* Aim *
Substitute "Please trace" for every occurrence of "Kindly outline" in the material below, and leave everything else unchanged.

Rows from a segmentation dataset
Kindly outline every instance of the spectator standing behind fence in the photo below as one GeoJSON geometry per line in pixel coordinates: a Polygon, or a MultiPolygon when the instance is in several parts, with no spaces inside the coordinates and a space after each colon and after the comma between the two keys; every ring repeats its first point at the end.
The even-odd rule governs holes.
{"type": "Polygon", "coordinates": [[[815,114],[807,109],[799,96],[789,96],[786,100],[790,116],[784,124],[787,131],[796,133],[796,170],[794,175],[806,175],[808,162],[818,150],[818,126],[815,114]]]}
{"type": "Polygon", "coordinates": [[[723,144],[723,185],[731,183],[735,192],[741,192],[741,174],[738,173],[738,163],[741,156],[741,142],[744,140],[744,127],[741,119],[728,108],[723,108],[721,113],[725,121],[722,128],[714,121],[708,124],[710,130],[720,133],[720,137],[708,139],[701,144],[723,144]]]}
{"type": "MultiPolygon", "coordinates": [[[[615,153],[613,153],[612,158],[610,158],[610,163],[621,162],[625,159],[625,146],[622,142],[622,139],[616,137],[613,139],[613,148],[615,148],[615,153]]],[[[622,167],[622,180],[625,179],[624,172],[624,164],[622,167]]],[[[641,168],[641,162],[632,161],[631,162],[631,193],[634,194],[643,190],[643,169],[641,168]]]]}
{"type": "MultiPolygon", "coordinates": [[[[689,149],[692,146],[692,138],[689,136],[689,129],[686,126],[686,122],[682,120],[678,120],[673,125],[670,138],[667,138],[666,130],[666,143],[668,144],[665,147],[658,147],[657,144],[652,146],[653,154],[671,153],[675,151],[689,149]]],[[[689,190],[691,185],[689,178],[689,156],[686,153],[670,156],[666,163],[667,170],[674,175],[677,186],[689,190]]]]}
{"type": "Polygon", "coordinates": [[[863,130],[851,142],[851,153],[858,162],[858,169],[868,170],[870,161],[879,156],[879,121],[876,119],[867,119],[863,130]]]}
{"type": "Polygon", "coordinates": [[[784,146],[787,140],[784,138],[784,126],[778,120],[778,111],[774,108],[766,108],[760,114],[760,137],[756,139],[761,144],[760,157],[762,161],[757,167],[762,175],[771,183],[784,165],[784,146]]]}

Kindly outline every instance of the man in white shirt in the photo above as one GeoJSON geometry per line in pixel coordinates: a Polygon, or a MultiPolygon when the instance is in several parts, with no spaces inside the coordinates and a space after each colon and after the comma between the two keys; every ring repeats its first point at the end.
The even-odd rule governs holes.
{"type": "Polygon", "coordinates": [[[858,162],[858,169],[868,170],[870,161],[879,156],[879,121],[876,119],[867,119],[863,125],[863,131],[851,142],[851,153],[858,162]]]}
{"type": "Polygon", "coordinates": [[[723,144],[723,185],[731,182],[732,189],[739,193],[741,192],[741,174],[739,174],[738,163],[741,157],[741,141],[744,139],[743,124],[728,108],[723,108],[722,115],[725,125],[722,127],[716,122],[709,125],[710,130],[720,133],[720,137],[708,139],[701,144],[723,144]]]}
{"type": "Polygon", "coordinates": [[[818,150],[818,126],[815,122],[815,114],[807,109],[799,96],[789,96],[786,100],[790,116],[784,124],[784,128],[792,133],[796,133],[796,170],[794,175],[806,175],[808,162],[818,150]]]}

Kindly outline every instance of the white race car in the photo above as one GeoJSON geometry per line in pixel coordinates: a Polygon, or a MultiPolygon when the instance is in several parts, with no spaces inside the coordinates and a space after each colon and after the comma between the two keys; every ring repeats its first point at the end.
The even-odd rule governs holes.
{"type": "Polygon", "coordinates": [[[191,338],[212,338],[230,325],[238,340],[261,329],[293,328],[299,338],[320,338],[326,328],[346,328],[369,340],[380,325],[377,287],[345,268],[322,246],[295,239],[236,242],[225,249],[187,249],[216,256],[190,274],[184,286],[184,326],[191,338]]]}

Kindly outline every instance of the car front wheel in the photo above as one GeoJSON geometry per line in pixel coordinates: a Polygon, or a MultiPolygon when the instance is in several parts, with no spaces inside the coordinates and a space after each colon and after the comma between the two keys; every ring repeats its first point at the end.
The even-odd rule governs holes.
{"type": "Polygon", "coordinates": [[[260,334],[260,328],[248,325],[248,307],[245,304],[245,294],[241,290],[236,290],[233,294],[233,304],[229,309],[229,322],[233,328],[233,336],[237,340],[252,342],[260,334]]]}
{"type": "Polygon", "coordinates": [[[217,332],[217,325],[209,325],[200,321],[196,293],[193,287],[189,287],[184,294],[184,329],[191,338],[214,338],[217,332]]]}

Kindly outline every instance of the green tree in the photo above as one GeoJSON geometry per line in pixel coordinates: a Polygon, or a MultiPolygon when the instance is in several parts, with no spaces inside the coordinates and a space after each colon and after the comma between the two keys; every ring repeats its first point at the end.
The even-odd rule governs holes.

* Worked solution *
Please trace every instance of the spectator standing behind fence in the photo below as one GeoJSON geometry per line in pixel coordinates: a Polygon, or a MultiPolygon when the instance is in several parts, with no spaces inside the coordinates and a space after each colon and after the comma between the two keys; every ring repeats its first point at the end.
The even-odd rule governs holes.
{"type": "Polygon", "coordinates": [[[815,114],[807,109],[799,96],[789,96],[786,100],[790,116],[784,124],[787,131],[796,133],[796,170],[794,175],[806,175],[808,162],[818,150],[818,126],[815,114]]]}
{"type": "Polygon", "coordinates": [[[723,144],[723,185],[731,183],[735,192],[741,192],[741,174],[738,173],[738,163],[741,156],[741,142],[744,140],[744,127],[741,119],[728,108],[723,108],[721,113],[725,121],[722,128],[714,121],[708,124],[710,130],[720,133],[720,137],[708,139],[701,144],[723,144]]]}
{"type": "MultiPolygon", "coordinates": [[[[615,153],[613,153],[612,158],[610,158],[610,163],[621,162],[625,159],[625,146],[622,142],[622,139],[616,137],[613,139],[613,148],[615,148],[615,153]]],[[[622,167],[622,180],[625,179],[624,172],[624,164],[622,167]]],[[[641,168],[641,162],[632,161],[631,162],[631,193],[634,194],[643,190],[643,169],[641,168]]]]}
{"type": "MultiPolygon", "coordinates": [[[[689,149],[692,146],[692,138],[689,136],[689,129],[686,126],[686,122],[682,120],[678,120],[673,125],[670,138],[667,138],[666,130],[666,143],[668,144],[665,147],[658,147],[657,144],[652,146],[653,154],[671,153],[675,151],[689,149]]],[[[689,190],[691,185],[689,178],[689,156],[686,153],[670,156],[666,163],[667,170],[674,175],[677,186],[689,190]]]]}
{"type": "Polygon", "coordinates": [[[863,130],[851,142],[851,153],[858,162],[858,169],[868,170],[870,161],[879,156],[879,121],[876,119],[867,119],[863,130]]]}
{"type": "Polygon", "coordinates": [[[784,146],[787,140],[784,138],[784,126],[778,120],[778,111],[774,108],[766,108],[760,114],[760,137],[756,139],[761,144],[760,157],[762,161],[757,167],[762,175],[771,183],[784,165],[784,146]]]}

Please trace every instance of the man in white shirt in the photo above as one GeoJSON geometry per line in pixel coordinates: a Polygon, or a MultiPolygon when the instance is in several parts, with no spaces inside the coordinates and a space after each colon and after the comma between the two keys; every ring repeats its first point at the end.
The even-odd rule governs holes.
{"type": "Polygon", "coordinates": [[[858,162],[858,169],[868,170],[870,161],[879,156],[879,121],[876,119],[867,119],[863,125],[863,131],[851,142],[851,153],[858,162]]]}
{"type": "Polygon", "coordinates": [[[723,144],[723,185],[731,182],[732,189],[739,193],[741,192],[741,174],[739,174],[738,163],[741,157],[741,141],[744,139],[743,124],[728,108],[723,108],[722,115],[725,125],[722,127],[716,122],[709,125],[710,130],[720,133],[720,137],[708,139],[701,144],[723,144]]]}
{"type": "Polygon", "coordinates": [[[818,150],[818,126],[815,122],[815,114],[807,109],[799,96],[789,96],[786,100],[790,116],[784,124],[784,128],[792,133],[796,133],[796,170],[794,175],[806,175],[808,162],[818,150]]]}

Please trace every instance of the white race car in the photo above as one GeoJSON geometry per line in pixel coordinates: a Polygon, or a MultiPolygon when the instance is in several parts, with no spaces inside the coordinates and a space after each colon and after the comma between the two keys; every ring repeats its first point at the end.
The even-odd rule governs holes.
{"type": "Polygon", "coordinates": [[[191,338],[212,338],[230,325],[238,340],[261,329],[293,328],[299,338],[320,338],[326,328],[346,328],[369,340],[380,325],[377,287],[345,268],[322,246],[295,239],[236,242],[225,249],[187,249],[216,256],[190,274],[184,286],[184,326],[191,338]]]}

Please trace every instance of the car front wheel in the photo above as one GeoJSON geometry per line in pixel coordinates: a Polygon, or a MultiPolygon when the instance is in several parts, with no spaces inside the coordinates and a space after each colon and after the comma between the two keys; every ring repeats its first point at the end.
The even-odd rule governs holes.
{"type": "Polygon", "coordinates": [[[260,334],[260,328],[248,325],[248,307],[245,304],[245,294],[241,290],[236,290],[233,294],[233,304],[229,309],[229,322],[233,328],[233,336],[237,340],[252,342],[260,334]]]}
{"type": "Polygon", "coordinates": [[[217,332],[217,325],[209,325],[200,321],[196,293],[193,287],[189,287],[184,294],[184,329],[191,338],[214,338],[217,332]]]}

Please trace every instance of the green tree in the photo above as one GeoJSON geometry per line in pixel coordinates: a Polygon, or a MultiPolygon when the instance is in several parts, with no spaces inside the coordinates and a space after each colon and after the comma between the two keys; every ring repeats its first point at the end.
The even-odd rule governs holes.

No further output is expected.